The problem:
Can you swap "drop a point" for "place a point" throughout the items below, change nothing else, and leave the pictures out of your answer?

(Point annotations for photos)
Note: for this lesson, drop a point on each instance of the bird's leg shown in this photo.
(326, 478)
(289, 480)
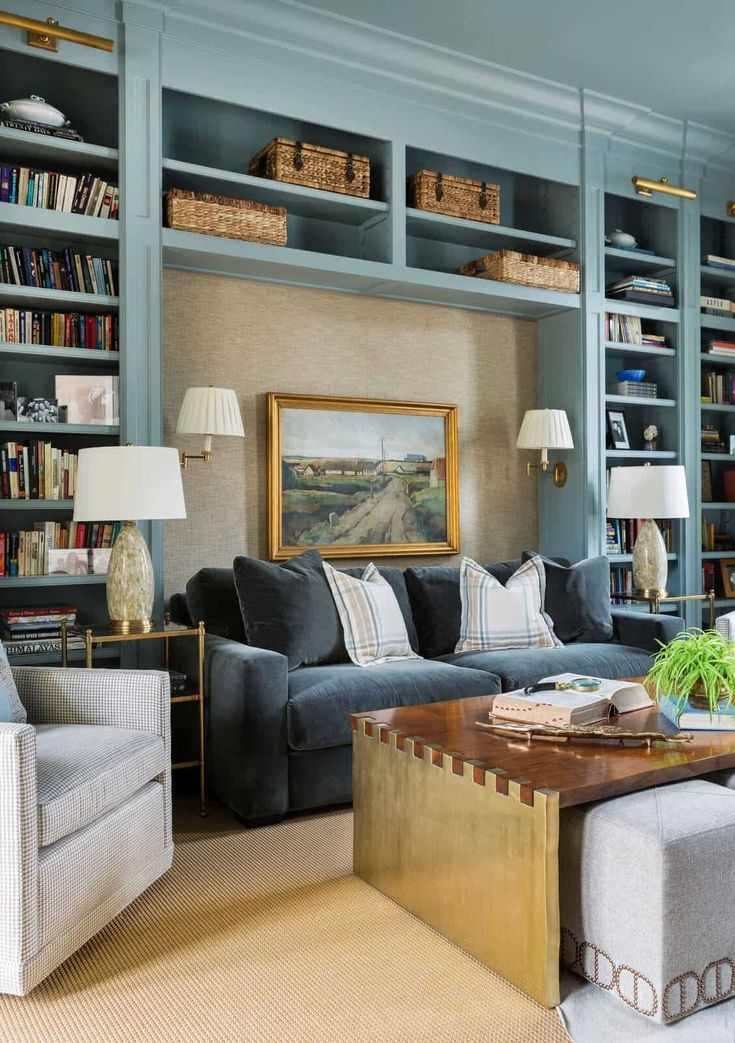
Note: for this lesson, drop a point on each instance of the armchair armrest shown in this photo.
(643, 629)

Problem solution:
Note: for this lesson, place a point on each instance of the bird's leg shown in this photo.
(326, 478)
(289, 480)
Note: for this lesson, place a point on each instance of the armchair armrest shown in this photo.
(643, 629)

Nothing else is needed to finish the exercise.